**Provided text:**
►

C2, More LOG problems

Logs is the only thing on C2 i'm really struggling on. Haven't done them for a while and don't know how to go about answering the questions where different bases are used, and where just a number is involved. Here are two examples. I would really appreciate some help.

1. Solve, giving your answer to 3 significant figures:
log2X + log4X = 2

2a). Given that 3 + 2log2X = log2Y, show that Y=8(x)squared.

b). Hence, or otherwise, find the roots (alpha sign) and (beta sign) where (alpha) < (beta), of the equation:
3 + 2log2X = log2(14x - 3).

c). Show that log2(alpha) = -2

d). Calculate log2(beta), giving your answer to 3 significant figures.

Thank you for any help you can give.

Reply 1

Knogle

Question 1:

lgx/lg2 + lgx/lg4 = 2

lg4lgx + lg2lgx = 2lg2lg4
(lg4 + lg2)lgx = 2lg2lg4
lgx = 2lg2lg4 / (lg4 + lg2) = ...

Reply 2

meef cheese

JasonN

2)a) 3 + 2log2X = log2Y
=> 3 + log2X² = log2Y
=>2^( 3 + log2X²) = 2^(log2Y)

◄

**Raw data:**
►

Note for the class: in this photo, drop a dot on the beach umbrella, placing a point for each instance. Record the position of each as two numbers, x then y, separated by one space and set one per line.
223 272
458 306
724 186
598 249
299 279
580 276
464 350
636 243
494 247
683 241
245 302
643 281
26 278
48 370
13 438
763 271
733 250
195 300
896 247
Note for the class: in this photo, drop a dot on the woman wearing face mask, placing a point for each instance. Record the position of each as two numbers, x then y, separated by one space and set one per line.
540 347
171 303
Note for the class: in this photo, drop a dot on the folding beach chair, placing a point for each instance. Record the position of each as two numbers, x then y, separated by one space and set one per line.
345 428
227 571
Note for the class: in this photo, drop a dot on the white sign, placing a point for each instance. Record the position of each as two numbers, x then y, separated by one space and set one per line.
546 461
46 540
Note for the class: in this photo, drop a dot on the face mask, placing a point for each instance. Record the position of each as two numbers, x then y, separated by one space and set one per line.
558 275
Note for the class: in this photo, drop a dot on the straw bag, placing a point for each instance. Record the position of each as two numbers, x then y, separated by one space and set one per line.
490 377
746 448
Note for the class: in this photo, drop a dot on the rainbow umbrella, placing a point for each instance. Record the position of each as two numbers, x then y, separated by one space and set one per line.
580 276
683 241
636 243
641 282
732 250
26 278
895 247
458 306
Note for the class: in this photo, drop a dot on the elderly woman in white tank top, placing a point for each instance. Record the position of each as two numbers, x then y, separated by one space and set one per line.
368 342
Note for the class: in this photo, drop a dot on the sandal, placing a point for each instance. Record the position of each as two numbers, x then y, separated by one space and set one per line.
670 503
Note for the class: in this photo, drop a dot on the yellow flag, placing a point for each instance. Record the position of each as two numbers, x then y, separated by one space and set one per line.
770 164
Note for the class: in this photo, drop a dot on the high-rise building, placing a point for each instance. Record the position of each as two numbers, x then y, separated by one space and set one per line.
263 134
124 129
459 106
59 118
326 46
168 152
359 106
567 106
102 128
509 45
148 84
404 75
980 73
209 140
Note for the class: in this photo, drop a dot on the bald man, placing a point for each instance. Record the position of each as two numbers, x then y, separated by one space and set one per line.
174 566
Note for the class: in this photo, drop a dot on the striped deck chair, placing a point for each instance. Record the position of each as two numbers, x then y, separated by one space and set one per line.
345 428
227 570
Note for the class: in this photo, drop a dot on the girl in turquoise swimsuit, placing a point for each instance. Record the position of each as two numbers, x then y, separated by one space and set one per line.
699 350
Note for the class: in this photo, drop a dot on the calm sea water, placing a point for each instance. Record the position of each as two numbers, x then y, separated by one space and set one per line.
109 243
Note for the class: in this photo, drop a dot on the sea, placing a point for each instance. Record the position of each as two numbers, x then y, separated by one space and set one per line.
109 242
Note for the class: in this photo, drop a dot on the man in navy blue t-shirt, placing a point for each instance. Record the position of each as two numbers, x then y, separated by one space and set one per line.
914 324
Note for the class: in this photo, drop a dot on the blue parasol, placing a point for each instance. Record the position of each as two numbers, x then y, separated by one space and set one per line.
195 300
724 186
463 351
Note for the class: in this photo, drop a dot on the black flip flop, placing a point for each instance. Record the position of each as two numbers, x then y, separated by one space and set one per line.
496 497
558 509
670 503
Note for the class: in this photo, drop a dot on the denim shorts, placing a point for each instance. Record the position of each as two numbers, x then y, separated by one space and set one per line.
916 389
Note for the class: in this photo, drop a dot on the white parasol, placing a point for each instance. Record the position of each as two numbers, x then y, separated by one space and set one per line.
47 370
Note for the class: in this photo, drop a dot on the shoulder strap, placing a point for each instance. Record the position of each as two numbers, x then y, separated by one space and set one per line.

◄

**Directives:**
• A. In the thread on logarithms, which topic does the original poster say is the only thing on C2 they are really struggling with?
• B. Show every row that contains the string "chair", matching case exactly.
The thread on logarithms and the rows are separate material.

**Outputs for the tasks:**
• A. Logs.

• B.
Note for the class: in this photo, drop a dot on the folding beach chair, placing a point for each instance. Record the position of each as two numbers, x then y, separated by one space and set one per line.
Note for the class: in this photo, drop a dot on the striped deck chair, placing a point for each instance. Record the position of each as two numbers, x then y, separated by one space and set one per line.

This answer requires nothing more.